And for a long time, wolves were mostly out of the news, until the mid-1990s when the reintroduction of wolves in Yellowstone put people in Colorado on high alert. Reports of wandering wolves started increasing here, some unfounded, but some totally accurate. In 2004, a wolf made its way down from Yellowstone and was hit and killed by a vehicle on I-70 near Idaho Springs. In 2009, another Yellowstone wolf — this one wearing a tracking collar — traveled through Eagle County before being found killed by poison in Rio Blanco County.
But the story of a wolf in Colorado that might have made the most headlines occurred during that period between eradication in 1945 and the Yellowstone reintroduction in 1995. Exactly 50 years ago, in January of 1975, President Ford awoke one morning in Vail to find the heater had broken in the house he was staying in. Temperatures inside the house were in the 30s, and Betty Ford donned the President’s fur coat to stay warm. She was photographed in it, and when asked about the jacket, the President revealed that it was made of Alaskan wolf hide.

▬▬▬▬▬▬▬▬▬▬

PROBLEMS TO SOLVE -
A) In the text on wolves in Colorado, what material was President Ford's fur coat made of?
B) Carry the text on wolves in Colorado forward from its final sentence.

▬▬▬▬▬▬▬▬▬▬

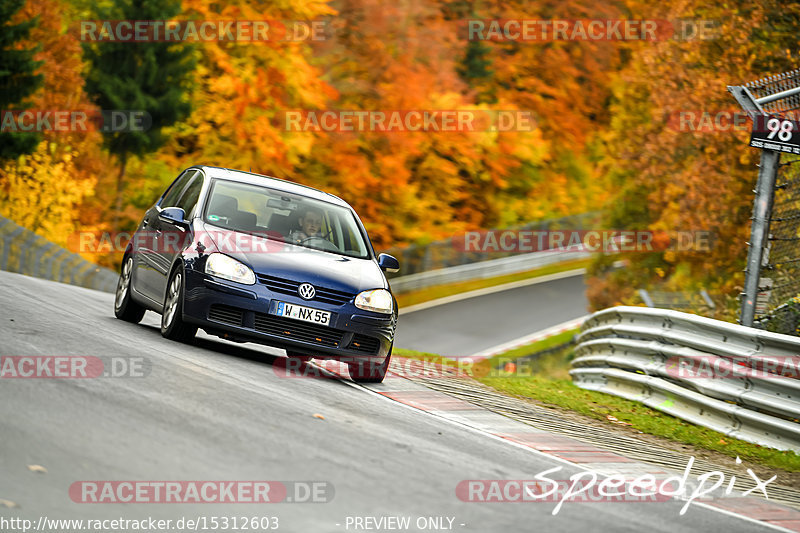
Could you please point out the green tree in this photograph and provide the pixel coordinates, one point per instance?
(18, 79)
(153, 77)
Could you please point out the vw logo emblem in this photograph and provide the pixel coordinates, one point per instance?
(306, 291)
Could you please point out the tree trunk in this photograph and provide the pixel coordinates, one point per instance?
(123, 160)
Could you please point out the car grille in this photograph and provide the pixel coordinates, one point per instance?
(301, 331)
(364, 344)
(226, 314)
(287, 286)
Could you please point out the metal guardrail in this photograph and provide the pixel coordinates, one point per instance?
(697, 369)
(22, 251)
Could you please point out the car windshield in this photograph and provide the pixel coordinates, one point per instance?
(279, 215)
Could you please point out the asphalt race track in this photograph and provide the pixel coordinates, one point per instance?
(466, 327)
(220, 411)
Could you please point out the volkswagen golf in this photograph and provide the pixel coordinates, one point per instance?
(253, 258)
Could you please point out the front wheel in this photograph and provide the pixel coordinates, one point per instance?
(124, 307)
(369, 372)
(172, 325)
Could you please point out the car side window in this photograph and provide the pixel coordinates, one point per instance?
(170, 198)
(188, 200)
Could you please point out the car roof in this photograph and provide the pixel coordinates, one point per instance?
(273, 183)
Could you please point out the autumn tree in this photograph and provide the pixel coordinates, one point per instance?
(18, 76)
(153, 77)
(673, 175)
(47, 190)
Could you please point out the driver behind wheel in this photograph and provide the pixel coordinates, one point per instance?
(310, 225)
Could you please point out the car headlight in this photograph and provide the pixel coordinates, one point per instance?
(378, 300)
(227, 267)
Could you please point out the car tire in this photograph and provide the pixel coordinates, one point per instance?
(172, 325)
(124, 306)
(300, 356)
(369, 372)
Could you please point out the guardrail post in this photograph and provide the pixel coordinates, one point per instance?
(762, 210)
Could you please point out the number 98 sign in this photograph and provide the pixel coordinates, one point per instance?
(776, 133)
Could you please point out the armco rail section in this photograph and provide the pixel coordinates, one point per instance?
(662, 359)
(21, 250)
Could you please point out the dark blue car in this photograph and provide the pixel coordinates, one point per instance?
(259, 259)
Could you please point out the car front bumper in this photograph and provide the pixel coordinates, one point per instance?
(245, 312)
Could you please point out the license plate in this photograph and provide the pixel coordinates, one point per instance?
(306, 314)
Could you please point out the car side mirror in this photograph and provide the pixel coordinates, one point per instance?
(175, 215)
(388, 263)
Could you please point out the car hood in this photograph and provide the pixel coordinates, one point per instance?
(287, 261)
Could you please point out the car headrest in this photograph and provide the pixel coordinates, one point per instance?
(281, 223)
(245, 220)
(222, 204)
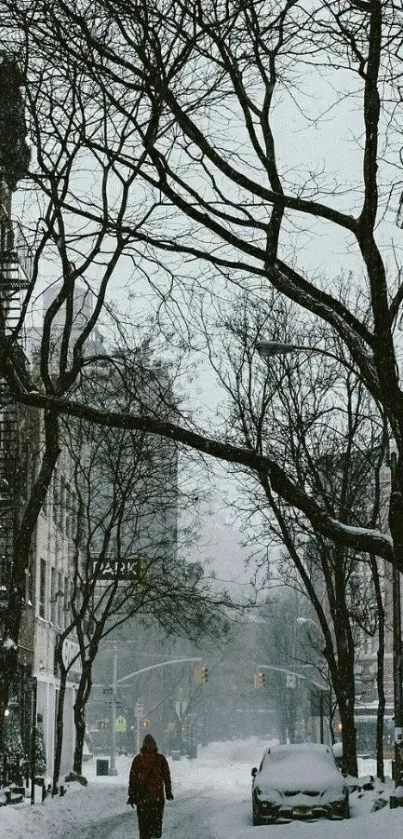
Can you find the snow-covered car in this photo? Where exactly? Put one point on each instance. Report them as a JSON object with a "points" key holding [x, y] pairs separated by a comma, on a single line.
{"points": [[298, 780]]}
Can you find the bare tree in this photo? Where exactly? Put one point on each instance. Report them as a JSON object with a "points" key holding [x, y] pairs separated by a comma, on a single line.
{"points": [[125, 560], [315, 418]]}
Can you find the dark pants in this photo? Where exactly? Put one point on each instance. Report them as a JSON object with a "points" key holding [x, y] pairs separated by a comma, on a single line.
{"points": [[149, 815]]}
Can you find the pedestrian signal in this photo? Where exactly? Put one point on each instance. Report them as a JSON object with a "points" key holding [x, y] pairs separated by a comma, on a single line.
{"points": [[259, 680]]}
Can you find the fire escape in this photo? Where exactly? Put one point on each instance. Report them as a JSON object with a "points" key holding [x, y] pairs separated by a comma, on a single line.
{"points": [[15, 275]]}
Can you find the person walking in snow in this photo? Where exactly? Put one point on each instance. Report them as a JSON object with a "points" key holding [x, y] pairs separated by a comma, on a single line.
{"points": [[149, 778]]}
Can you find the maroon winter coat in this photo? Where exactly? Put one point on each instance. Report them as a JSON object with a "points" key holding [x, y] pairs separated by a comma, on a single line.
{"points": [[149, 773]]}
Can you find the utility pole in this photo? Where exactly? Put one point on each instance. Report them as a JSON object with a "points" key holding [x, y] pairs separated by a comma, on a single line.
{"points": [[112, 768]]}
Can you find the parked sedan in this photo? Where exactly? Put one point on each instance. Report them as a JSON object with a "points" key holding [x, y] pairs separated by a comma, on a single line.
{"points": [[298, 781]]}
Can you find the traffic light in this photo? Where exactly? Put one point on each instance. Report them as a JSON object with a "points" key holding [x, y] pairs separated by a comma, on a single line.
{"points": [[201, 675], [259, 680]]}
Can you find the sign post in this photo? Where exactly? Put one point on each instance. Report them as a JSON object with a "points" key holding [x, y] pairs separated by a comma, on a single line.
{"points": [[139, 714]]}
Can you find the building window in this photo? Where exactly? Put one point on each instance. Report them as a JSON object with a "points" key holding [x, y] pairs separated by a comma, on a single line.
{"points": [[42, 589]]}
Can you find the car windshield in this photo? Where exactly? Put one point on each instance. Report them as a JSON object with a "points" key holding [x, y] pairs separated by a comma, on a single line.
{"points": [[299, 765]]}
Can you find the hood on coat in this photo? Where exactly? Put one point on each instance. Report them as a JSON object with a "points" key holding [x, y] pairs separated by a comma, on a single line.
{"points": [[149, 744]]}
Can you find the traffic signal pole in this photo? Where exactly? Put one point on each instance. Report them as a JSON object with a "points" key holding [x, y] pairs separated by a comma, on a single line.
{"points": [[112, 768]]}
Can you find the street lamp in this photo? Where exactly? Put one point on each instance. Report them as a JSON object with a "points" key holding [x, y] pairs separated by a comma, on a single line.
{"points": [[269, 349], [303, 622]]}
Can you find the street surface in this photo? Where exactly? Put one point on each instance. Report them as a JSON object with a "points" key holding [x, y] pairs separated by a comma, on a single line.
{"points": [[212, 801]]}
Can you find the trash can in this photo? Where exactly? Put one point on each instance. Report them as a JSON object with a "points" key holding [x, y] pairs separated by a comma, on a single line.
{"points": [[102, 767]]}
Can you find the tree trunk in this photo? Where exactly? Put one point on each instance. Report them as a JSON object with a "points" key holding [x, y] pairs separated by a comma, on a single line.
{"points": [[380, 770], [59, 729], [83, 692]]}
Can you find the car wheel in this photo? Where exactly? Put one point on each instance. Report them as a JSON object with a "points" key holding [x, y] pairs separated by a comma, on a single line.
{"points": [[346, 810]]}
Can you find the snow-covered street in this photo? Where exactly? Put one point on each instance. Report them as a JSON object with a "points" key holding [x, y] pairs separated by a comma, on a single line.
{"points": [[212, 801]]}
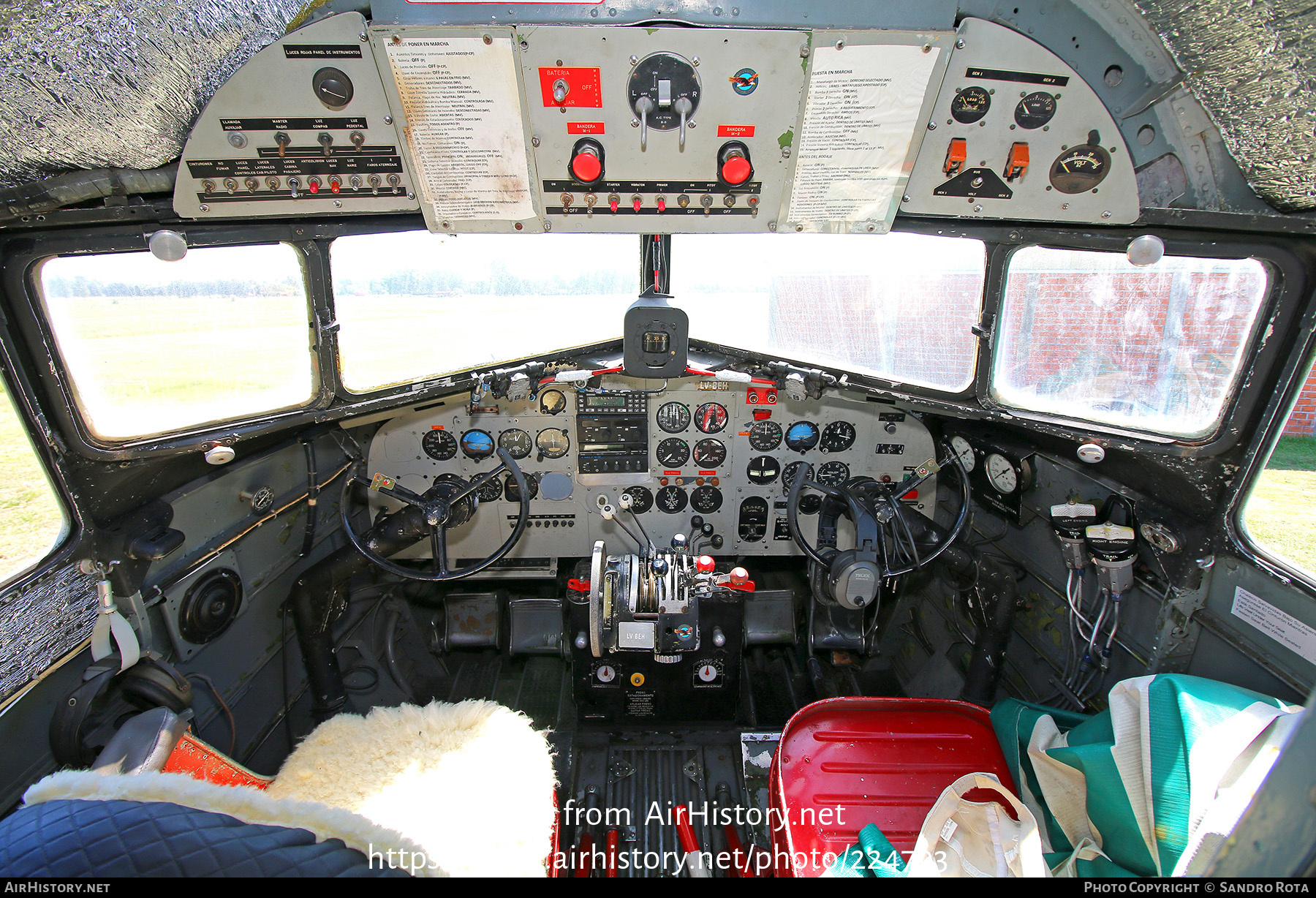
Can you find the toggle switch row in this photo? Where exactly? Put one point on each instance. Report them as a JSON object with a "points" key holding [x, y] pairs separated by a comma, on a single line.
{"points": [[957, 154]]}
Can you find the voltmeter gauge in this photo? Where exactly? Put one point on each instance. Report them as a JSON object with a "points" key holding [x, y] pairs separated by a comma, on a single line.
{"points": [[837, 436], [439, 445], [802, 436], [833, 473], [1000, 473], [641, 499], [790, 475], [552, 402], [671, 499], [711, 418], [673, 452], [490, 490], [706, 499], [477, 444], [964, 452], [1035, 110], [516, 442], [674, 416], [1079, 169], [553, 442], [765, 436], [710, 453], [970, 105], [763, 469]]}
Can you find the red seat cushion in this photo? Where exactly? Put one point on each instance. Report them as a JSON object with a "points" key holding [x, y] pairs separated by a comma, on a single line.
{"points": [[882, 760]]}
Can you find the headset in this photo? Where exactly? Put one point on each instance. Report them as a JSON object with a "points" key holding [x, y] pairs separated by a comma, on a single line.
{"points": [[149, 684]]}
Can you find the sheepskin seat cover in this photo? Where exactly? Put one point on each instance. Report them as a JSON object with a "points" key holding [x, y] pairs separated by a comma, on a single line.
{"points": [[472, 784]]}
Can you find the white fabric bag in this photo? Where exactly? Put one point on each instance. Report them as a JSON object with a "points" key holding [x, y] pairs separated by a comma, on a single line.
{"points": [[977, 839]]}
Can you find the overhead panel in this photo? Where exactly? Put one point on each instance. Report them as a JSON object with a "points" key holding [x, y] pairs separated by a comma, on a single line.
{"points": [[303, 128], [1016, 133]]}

▬▬▬▬▬▬▬▬▬▬

RESULTS OF THE TASKS -
A) Alaskan wolf hide.

B)
Protests ensued, culminating with a visit from a man named Ruffin Harris of Aspen. Harris stood outside the home Ford was staying in on Mill Creek Circle for hours; alongside him was his pet wolf, Sasha. The protest made nationwide news, and by the end of it, a crowd of 300 people had gathered alongside Harris and Sasha in Vail. United Press International photographed Harris and Sasha outside the home, and Harris was holding a sign that read “Wolves are better wild than worn.”